▶ Tasks
1 > Name every sub-committee member the committee minutes list under Jim Robbins, who heads the sub-committee, leaving out Robbins himself.
2 > Condense the paragraph of the committee minutes that begins "Action items from 2006 minutes" into a shorter version that keeps its main facts.
3 > Reproduce the committee minutes word for word from "Action items from 2006" to "article [ACTION ITEM].".

▶ Source text
★ ★ ★

Action items from 2006 minutes:  Jim Robbins commented that action items from the 2006 minutes were not completed, including writing articles to inform the industry on the existence and importance of the repositories. Jim agreed to head a sub-committee of M. Krautmann, K. Hummer, M. Widrlechner, Sandy Reed, and Richard Olsen on writing an article [ACTION ITEM].

WLPCGR:  Discussion ensued on why the repository move is being hampered by lack of support, both administrative and financially.  Pam Allenstein asked what happened to the sub-committee report on the WLPCGR move.  Mark Widrlechner stated that the report was sent to Mark Roh, lead scientist for the repository and germplasm unit of the Floral and Nursery Plant Research Unit at the U.S. National Arboretum, and no comments returned.  A request was made by Harold Pellet, and the committee agreed, that a follow-up from Kevin Conrad was needed for a more detailed status report on the repository including a list of priorities for the immediate future.  This would enable the committee to follow-up with the appropriate parties to see what was being done to ensure that the WLPCGR is a functioning repository [ACTION ITEM].  Due to the location of the WLPCGR, it was suggested that the U.S. National Arboretum website house information on the WLPCGC.

★ ★ ★

[Collected data]
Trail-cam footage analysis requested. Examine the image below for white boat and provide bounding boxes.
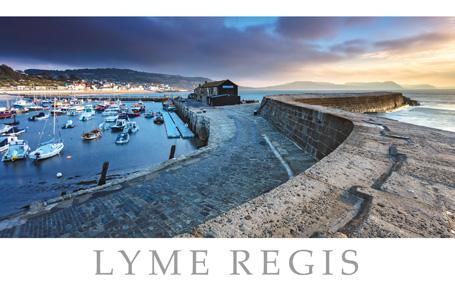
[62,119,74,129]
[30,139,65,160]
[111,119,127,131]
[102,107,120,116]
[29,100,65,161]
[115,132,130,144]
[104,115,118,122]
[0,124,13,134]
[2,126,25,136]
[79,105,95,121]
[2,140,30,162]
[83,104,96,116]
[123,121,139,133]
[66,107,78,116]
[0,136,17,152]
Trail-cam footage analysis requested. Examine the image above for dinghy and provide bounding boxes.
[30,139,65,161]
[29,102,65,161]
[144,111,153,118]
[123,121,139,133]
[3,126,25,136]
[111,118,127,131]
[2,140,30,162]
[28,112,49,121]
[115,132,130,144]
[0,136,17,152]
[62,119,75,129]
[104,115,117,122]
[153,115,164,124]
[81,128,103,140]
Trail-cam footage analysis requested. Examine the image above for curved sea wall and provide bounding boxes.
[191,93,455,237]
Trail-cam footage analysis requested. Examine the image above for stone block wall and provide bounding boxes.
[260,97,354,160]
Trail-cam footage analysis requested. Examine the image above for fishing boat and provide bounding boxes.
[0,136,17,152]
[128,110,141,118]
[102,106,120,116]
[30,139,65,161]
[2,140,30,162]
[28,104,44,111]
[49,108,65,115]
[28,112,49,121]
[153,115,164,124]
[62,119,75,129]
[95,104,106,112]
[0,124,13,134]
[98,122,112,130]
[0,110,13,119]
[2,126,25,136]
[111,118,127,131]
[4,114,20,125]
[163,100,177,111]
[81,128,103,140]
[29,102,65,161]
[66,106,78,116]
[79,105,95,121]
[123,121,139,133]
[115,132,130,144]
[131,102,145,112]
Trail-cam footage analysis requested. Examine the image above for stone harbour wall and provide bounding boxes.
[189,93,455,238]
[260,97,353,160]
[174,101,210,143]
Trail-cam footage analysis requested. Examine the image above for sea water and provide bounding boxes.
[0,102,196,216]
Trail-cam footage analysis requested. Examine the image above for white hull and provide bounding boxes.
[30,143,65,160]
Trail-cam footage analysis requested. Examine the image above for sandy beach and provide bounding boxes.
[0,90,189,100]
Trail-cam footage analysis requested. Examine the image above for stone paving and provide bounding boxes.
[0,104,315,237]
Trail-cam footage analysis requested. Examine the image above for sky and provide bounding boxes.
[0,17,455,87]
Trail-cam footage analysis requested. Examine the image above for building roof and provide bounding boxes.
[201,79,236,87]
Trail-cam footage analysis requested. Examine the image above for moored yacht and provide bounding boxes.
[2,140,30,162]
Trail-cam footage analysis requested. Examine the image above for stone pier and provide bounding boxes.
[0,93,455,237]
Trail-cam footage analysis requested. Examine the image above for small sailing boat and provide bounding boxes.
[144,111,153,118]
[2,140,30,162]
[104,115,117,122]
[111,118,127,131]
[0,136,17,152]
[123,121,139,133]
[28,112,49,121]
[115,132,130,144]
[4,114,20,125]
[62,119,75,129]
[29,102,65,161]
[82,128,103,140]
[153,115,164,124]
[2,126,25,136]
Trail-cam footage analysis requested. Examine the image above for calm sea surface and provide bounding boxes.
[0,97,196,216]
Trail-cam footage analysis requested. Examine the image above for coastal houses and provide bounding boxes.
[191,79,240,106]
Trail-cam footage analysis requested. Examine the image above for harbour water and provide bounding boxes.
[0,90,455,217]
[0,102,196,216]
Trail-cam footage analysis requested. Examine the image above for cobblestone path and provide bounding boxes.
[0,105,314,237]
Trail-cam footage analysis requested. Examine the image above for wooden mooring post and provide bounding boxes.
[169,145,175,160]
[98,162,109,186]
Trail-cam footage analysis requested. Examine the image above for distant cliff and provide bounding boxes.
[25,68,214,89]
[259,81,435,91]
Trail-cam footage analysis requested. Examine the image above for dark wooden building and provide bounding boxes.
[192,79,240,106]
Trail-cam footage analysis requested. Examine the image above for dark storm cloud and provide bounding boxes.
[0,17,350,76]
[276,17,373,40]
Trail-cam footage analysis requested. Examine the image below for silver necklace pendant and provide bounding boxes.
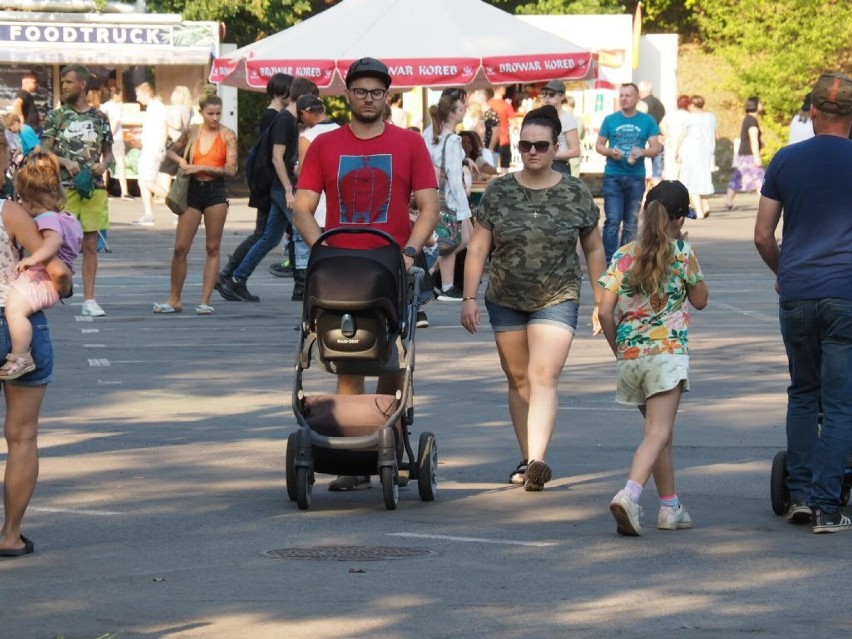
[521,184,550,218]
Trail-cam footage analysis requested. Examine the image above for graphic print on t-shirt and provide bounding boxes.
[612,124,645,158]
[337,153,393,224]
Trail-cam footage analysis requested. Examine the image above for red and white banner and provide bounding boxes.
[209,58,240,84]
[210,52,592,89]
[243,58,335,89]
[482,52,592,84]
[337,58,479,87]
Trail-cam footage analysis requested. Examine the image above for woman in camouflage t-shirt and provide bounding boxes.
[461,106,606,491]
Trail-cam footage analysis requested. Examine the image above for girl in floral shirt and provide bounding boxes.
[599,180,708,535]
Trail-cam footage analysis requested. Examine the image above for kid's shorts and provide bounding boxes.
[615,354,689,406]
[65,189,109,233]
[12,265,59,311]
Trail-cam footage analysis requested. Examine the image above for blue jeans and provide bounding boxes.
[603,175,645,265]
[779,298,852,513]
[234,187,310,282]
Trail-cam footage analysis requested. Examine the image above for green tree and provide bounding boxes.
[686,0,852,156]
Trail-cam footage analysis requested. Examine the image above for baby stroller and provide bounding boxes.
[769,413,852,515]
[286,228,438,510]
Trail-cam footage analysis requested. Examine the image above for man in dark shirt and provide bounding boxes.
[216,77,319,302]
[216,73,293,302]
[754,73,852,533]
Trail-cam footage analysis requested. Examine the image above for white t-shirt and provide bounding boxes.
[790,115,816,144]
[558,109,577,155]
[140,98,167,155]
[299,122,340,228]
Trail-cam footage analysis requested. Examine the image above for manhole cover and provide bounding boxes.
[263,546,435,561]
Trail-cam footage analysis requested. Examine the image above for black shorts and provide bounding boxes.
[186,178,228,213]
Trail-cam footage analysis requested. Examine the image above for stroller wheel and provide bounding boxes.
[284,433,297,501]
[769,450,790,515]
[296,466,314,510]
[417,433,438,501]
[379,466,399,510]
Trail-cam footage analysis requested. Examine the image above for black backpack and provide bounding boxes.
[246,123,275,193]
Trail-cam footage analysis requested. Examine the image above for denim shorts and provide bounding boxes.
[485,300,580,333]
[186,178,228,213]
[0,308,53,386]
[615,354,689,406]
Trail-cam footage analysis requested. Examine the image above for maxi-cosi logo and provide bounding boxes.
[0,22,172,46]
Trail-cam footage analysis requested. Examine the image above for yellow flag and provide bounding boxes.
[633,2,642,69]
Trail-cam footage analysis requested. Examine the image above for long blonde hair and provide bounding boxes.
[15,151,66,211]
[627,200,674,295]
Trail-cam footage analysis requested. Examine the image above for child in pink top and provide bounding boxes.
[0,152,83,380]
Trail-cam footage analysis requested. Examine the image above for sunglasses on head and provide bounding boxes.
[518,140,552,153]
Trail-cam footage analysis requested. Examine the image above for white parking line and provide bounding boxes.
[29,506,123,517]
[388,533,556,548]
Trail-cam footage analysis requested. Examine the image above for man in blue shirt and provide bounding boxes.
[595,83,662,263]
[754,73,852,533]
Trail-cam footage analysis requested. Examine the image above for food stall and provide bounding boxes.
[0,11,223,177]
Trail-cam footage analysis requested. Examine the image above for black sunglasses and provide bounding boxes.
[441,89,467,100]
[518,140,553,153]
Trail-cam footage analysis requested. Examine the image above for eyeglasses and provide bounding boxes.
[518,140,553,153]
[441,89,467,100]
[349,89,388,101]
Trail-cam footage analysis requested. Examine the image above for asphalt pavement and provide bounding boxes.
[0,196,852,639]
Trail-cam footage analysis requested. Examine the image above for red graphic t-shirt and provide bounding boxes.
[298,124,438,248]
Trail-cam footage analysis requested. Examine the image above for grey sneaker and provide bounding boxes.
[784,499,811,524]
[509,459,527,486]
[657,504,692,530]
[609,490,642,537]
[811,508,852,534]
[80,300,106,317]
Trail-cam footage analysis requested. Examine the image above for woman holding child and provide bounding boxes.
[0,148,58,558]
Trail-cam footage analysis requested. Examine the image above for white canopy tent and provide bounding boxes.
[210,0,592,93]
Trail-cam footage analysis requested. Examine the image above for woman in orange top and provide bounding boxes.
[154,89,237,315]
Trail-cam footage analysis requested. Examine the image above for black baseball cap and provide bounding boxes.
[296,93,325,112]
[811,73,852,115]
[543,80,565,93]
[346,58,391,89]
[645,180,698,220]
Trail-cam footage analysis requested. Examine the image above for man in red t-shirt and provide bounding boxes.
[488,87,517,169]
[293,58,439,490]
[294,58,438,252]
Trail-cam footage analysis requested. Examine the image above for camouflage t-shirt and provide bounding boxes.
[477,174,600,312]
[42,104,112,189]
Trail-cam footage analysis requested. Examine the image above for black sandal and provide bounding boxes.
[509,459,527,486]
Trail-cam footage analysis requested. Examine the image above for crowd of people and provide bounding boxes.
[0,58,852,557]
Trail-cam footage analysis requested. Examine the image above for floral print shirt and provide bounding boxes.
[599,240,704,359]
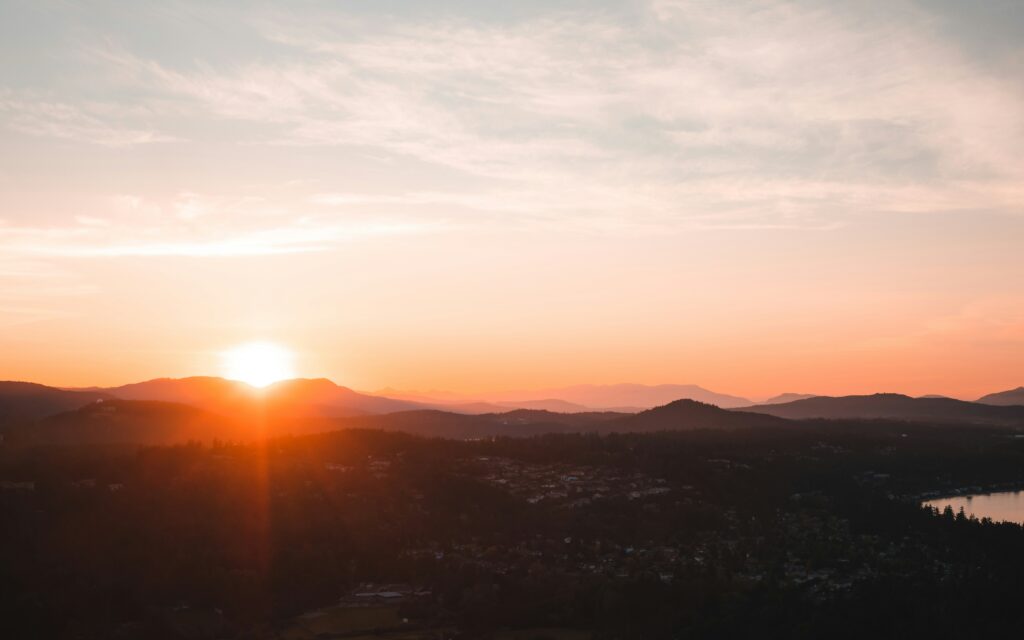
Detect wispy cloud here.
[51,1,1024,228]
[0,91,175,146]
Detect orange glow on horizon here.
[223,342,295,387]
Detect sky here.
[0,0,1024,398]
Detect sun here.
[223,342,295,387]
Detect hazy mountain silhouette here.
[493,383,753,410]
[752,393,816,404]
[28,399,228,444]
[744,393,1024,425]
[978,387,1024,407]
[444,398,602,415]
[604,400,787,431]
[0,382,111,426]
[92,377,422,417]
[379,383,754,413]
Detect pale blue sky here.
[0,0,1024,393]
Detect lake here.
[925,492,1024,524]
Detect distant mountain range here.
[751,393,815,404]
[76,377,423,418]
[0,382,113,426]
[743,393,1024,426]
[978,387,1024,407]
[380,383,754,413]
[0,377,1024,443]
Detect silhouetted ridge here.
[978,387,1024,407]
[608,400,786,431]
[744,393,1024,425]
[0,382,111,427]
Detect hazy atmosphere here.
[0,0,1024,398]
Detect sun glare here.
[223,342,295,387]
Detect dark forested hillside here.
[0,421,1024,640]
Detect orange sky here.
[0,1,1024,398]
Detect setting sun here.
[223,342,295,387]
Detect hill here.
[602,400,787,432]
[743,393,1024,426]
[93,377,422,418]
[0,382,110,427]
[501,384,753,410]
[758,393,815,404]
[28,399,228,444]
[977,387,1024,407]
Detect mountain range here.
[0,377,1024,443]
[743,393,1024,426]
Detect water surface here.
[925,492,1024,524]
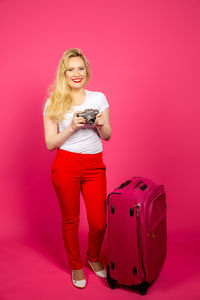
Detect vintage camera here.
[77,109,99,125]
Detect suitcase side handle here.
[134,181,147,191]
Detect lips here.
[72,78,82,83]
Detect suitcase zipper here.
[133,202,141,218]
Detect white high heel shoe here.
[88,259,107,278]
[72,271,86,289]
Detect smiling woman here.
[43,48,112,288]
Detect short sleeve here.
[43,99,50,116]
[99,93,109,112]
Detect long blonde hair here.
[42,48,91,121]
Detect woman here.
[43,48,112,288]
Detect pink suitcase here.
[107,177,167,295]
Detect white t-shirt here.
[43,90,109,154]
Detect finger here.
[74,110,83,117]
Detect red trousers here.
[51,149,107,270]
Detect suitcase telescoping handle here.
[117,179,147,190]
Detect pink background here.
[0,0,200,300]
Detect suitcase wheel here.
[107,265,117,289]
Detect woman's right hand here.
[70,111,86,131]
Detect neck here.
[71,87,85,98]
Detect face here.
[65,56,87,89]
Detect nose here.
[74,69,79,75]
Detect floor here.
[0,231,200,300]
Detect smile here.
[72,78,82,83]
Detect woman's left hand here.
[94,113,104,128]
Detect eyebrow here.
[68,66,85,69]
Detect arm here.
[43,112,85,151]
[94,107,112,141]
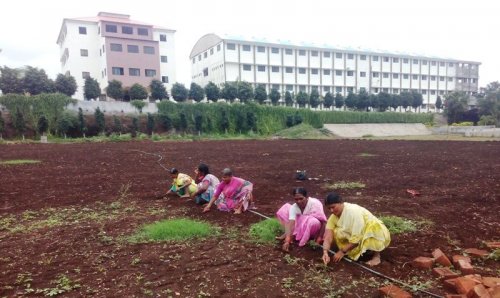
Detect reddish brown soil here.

★ ★ ★

▶ Answer section
1 > M. Krautmann, K. Hummer, M. Widrlechner, Sandy Reed, Richard Olsen

2 > Jim Robbins noted that 2006 action items went unfinished, among them articles telling the industry that the repositories exist and matter. He agreed to lead a sub-committee (M. Krautmann, K. Hummer, M. Widrlechner, Sandy Reed, Richard Olsen) to write an article [ACTION ITEM].

3 >
Action items from 2006 minutes:  Jim Robbins commented that action items from the 2006 minutes were not completed, including writing articles to inform the industry on the existence and importance of the repositories. Jim agreed to head a sub-committee of M. Krautmann, K. Hummer, M. Widrlechner, Sandy Reed, and Richard Olsen on writing an article [ACTION ITEM].